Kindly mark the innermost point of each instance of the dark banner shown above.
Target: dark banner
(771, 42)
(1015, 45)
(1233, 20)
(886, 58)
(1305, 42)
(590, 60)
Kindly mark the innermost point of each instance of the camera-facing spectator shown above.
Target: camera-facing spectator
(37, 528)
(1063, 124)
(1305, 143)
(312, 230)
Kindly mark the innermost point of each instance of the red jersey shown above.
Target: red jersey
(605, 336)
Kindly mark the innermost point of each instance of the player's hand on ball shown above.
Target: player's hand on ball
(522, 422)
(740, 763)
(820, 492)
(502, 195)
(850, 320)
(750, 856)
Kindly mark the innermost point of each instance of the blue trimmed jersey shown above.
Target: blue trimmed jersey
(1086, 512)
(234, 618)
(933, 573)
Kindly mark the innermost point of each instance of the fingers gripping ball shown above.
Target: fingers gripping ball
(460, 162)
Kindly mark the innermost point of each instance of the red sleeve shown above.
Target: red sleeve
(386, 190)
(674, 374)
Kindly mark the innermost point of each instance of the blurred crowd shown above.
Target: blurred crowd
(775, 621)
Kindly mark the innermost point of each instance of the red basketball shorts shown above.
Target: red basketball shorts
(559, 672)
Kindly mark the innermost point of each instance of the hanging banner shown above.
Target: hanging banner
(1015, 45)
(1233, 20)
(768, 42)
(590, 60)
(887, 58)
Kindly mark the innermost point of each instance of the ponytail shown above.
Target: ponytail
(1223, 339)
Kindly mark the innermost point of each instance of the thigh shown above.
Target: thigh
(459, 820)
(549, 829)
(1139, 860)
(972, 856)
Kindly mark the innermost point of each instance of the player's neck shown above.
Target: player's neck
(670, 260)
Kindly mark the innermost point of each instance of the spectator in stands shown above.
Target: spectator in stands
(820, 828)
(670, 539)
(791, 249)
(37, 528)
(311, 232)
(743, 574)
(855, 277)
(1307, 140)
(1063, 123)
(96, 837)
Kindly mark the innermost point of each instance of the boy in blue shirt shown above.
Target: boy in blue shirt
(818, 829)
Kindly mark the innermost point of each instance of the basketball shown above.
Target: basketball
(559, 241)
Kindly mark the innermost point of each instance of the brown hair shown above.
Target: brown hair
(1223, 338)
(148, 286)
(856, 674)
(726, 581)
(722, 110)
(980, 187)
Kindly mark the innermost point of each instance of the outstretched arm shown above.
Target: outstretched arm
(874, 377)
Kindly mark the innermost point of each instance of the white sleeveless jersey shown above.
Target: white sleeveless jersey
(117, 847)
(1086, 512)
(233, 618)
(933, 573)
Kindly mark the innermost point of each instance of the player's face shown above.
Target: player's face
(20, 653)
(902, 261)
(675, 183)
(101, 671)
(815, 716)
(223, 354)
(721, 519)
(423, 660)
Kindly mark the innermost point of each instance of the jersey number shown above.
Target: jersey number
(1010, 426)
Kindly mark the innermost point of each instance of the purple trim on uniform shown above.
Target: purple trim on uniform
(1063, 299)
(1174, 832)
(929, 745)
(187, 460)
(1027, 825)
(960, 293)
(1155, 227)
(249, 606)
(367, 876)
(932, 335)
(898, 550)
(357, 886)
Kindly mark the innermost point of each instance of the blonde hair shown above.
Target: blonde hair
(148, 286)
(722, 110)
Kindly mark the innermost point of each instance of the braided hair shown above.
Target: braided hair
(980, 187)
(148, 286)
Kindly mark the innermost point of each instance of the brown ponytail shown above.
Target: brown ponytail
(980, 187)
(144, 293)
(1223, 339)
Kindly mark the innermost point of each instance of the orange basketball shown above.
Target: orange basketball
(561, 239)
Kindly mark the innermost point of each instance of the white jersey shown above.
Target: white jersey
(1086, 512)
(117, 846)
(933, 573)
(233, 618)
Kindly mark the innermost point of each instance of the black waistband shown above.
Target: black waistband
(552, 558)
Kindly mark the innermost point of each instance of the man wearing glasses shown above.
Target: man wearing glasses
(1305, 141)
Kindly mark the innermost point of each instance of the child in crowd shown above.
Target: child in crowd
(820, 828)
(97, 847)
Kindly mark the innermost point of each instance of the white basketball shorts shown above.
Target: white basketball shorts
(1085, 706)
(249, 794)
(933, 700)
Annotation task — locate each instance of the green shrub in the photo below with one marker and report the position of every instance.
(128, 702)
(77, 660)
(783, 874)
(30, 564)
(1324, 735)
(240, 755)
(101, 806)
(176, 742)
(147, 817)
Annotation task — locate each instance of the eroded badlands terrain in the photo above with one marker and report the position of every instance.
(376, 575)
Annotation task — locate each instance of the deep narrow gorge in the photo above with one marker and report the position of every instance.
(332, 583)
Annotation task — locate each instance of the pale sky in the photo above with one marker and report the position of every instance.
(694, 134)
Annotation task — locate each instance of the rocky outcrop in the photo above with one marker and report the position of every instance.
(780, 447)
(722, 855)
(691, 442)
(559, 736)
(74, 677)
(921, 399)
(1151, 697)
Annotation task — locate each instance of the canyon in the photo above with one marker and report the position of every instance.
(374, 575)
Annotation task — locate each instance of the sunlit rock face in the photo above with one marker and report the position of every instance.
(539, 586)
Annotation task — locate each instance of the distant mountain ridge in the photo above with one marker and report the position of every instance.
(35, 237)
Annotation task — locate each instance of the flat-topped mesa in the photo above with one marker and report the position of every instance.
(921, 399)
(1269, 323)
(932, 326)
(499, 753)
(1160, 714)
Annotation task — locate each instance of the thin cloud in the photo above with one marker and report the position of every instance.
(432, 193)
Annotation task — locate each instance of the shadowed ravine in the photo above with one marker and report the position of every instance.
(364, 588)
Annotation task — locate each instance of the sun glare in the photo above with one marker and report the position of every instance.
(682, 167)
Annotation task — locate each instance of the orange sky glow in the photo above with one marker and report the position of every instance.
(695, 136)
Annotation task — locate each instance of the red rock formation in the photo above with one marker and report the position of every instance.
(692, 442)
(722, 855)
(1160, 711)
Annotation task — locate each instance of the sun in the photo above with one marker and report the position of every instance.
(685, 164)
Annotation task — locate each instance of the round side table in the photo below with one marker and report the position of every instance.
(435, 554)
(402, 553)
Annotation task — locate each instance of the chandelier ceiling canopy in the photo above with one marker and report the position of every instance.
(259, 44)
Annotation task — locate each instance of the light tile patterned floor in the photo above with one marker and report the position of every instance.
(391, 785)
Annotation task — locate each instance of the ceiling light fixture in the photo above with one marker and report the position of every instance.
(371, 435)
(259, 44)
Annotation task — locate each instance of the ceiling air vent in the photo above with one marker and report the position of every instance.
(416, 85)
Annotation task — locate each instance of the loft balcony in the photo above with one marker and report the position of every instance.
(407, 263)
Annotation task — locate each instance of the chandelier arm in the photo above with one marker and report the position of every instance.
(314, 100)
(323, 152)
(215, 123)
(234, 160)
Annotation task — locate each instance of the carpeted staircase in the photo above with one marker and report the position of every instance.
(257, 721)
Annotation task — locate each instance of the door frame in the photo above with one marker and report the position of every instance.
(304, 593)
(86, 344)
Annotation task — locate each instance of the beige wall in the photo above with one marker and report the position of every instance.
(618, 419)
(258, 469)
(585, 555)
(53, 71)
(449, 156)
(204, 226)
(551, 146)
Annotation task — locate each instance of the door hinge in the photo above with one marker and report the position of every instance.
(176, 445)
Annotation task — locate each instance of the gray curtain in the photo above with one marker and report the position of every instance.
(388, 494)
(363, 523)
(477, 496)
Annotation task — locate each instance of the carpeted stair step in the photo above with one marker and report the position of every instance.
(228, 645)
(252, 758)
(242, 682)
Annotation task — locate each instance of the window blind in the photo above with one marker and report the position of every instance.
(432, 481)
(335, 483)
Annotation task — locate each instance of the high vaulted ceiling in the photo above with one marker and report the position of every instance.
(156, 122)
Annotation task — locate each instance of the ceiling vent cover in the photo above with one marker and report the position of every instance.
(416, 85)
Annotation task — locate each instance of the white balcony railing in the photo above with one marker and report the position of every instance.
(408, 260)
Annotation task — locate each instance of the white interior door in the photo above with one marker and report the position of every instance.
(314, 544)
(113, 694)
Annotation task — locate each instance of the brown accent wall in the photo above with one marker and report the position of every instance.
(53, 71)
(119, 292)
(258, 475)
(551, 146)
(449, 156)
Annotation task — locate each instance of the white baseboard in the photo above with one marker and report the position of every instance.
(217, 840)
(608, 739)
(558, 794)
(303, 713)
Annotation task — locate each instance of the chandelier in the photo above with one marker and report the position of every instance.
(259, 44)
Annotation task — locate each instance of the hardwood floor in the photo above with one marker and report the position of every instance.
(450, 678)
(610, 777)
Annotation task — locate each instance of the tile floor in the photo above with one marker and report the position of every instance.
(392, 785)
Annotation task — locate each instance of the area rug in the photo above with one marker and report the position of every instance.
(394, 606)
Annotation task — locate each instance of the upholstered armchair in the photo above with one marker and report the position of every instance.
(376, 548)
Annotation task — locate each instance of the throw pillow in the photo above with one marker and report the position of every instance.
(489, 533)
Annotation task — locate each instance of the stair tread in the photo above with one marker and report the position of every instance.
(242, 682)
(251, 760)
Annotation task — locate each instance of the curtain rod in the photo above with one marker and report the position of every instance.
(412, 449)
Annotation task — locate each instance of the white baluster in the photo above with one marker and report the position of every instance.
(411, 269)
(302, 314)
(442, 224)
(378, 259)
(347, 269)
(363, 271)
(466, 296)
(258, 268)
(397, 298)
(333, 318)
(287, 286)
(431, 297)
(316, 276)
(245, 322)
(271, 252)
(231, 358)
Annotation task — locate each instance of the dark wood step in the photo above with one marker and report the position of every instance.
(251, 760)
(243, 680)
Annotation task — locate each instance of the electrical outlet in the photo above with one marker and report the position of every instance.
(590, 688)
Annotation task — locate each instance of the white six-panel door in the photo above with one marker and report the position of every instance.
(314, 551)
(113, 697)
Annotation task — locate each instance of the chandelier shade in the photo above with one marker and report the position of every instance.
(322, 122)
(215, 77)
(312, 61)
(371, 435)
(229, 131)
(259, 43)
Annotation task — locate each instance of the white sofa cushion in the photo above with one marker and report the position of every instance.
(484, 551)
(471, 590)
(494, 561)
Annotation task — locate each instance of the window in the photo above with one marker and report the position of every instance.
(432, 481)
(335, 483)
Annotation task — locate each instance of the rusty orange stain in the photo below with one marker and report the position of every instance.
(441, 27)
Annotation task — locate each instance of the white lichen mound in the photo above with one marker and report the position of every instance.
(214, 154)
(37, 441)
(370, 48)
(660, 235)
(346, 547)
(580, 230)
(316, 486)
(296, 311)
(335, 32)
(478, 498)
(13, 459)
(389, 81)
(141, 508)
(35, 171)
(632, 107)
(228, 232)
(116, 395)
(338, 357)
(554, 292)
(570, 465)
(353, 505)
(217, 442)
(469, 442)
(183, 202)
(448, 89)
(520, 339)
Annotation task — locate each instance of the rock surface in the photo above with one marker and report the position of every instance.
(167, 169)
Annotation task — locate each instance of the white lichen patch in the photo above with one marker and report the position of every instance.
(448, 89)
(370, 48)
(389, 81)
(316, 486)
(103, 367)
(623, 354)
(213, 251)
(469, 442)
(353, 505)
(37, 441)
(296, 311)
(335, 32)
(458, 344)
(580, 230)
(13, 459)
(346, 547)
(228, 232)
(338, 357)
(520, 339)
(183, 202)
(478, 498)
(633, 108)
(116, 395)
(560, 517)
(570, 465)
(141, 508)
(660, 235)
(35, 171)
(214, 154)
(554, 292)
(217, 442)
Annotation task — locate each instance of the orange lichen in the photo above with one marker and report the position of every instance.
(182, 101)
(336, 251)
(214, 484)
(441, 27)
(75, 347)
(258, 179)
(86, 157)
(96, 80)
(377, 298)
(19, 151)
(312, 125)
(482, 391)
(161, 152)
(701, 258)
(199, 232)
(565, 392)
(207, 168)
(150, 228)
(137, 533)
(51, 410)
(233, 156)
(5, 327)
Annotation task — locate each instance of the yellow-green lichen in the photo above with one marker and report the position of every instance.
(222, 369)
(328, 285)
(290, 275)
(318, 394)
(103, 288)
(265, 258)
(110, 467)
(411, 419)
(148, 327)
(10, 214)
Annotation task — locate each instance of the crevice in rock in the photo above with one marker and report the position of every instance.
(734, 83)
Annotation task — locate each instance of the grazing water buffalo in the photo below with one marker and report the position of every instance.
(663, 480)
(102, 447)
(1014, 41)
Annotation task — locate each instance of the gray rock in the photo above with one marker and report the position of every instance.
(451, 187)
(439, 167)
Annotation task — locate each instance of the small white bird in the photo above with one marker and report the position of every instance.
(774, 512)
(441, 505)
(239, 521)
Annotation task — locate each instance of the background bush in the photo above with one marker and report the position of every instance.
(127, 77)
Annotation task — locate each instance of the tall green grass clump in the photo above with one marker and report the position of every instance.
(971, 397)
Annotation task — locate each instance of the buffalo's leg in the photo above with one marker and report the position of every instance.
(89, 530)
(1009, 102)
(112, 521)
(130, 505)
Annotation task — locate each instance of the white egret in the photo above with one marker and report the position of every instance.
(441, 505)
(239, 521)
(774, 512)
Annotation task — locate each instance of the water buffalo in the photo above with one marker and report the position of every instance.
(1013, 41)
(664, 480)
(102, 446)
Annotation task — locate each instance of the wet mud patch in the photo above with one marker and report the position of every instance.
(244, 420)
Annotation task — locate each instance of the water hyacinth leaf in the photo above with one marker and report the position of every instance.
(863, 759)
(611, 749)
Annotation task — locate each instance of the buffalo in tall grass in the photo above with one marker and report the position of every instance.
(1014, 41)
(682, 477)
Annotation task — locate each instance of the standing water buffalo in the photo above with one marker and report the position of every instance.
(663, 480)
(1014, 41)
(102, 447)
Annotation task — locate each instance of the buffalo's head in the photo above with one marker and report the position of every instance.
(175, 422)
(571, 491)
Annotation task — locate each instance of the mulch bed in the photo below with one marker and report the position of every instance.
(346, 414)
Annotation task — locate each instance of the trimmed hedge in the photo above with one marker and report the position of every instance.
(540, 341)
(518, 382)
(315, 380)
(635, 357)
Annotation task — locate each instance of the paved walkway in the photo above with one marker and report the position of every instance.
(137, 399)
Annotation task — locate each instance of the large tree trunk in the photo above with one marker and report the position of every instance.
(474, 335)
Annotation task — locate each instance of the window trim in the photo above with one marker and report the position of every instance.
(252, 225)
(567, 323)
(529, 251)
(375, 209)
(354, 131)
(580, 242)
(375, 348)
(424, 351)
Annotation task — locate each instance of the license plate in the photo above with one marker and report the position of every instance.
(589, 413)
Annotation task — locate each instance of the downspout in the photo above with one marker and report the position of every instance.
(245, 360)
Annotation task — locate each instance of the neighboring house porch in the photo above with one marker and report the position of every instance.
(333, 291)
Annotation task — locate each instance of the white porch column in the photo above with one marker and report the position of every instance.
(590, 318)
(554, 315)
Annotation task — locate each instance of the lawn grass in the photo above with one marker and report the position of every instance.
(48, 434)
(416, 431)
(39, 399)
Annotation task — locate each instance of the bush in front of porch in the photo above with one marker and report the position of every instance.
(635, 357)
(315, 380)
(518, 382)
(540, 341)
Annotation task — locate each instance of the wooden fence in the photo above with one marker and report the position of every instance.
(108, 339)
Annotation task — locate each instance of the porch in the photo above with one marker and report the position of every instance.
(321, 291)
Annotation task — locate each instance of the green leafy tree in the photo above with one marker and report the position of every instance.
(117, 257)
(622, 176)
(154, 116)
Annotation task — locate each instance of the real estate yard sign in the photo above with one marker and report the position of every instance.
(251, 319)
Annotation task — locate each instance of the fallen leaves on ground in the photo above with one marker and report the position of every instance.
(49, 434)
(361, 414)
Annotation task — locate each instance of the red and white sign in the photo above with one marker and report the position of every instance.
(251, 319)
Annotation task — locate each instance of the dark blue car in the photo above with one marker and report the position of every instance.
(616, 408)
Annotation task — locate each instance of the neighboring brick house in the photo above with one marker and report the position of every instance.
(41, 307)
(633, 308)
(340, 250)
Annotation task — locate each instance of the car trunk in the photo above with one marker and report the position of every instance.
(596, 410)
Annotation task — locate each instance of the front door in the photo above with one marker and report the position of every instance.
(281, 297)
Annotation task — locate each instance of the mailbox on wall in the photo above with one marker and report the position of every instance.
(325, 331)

-- -- --

• **Task to carry out**
Among the entries above, locate the lines containing "Target: red basketball shorts" and "neck shown above.", and transcribe exactly those two lines and all lines between.

• **Written solution**
Target: red basketball shorts
(559, 672)
Kindly mark the innermost point of each instance of the hanging banner shown above.
Target: hanging banner
(1015, 45)
(1233, 20)
(768, 42)
(590, 60)
(887, 58)
Kindly mark the innermost point of each instance of the ponytail shown above.
Target: ponytail
(1223, 339)
Kindly mark the innermost point of each instance of the thigh shown above.
Target: thigh
(459, 820)
(549, 829)
(1139, 860)
(972, 856)
Kindly mark the innermost point of each instance of the player's neck shown above.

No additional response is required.